### The problem
Quote the listing below word for word, leaving out the pictures.

● ● ● ● ●

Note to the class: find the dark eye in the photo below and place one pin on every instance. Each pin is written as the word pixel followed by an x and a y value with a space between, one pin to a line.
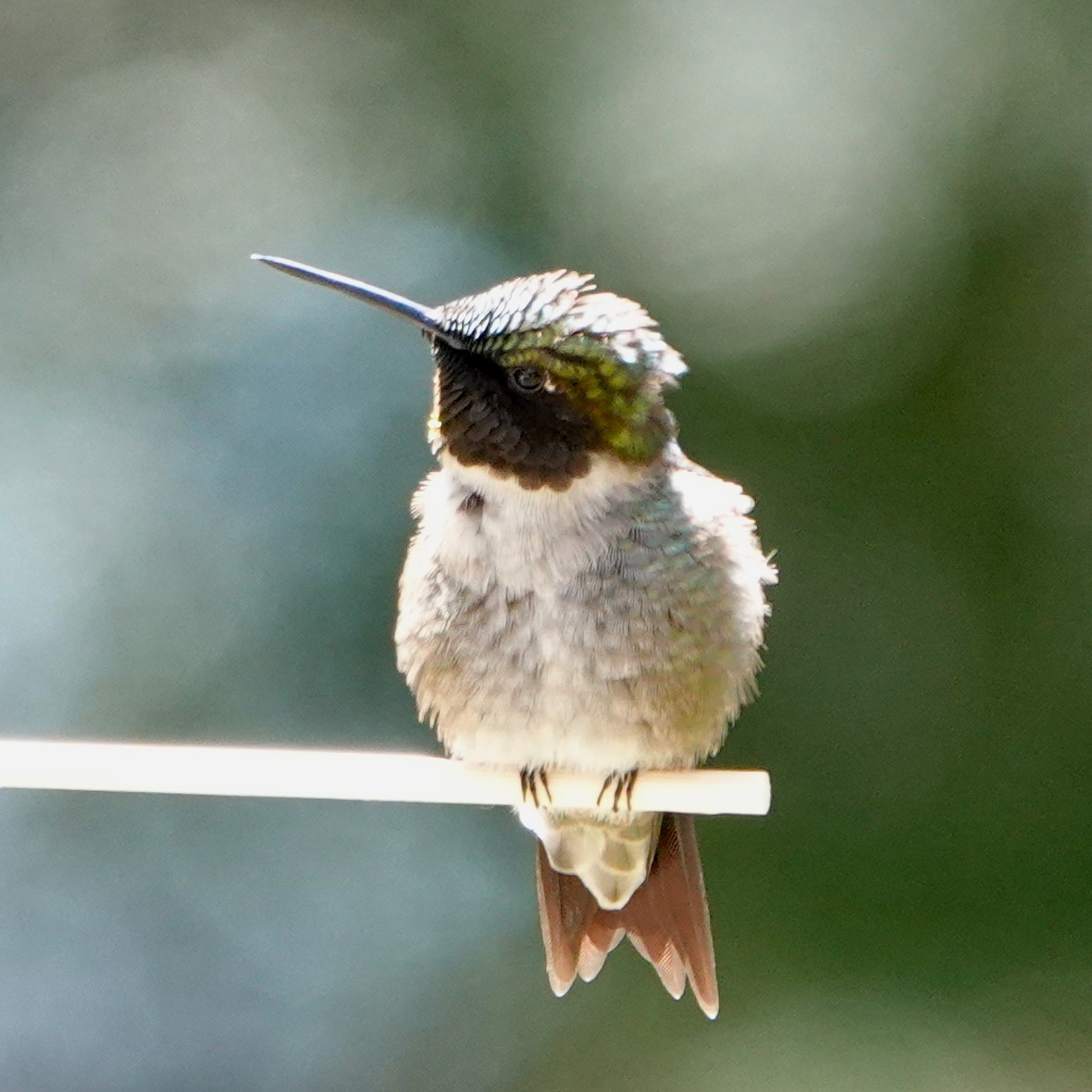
pixel 527 380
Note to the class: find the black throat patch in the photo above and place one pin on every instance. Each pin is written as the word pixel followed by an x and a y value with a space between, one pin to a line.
pixel 481 420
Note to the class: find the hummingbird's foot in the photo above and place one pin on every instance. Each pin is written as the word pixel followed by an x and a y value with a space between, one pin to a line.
pixel 623 784
pixel 533 777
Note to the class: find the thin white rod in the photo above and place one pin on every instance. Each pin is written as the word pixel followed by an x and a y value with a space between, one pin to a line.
pixel 351 776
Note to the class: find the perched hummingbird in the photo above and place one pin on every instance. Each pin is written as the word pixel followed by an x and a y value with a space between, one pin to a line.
pixel 577 595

● ● ● ● ●

### Complete response
Note to the class: find the dark eye in the photo below and place one pin on every instance. Each pin is written as the word pixel followed by an x and a y value with a space between, one pin to a line.
pixel 527 380
Note to the class: find the black throat patch in the photo above and place one pin on every instance. Each pin is written as the word pixel followed by an x and a y value with a space between, one pin to a line.
pixel 481 420
Note to the class: find the hummingbird's foot in the photo above and place one pin on every instance. Each pin is written as the word pixel followed by an x and a y value with a space between, one pin to a line.
pixel 623 784
pixel 533 777
Note to the class: find the thin white rod in the photo above and place one pin on every instance. Each pin is written as the word pixel followed by an x and a y value with a space between, one pin to a line.
pixel 351 776
Note to the class: find the perched hummingbird in the photo above and place one pin on every instance. Each pin is written as the word pixel followed by an x and a y value with a space between, one pin to a line.
pixel 577 595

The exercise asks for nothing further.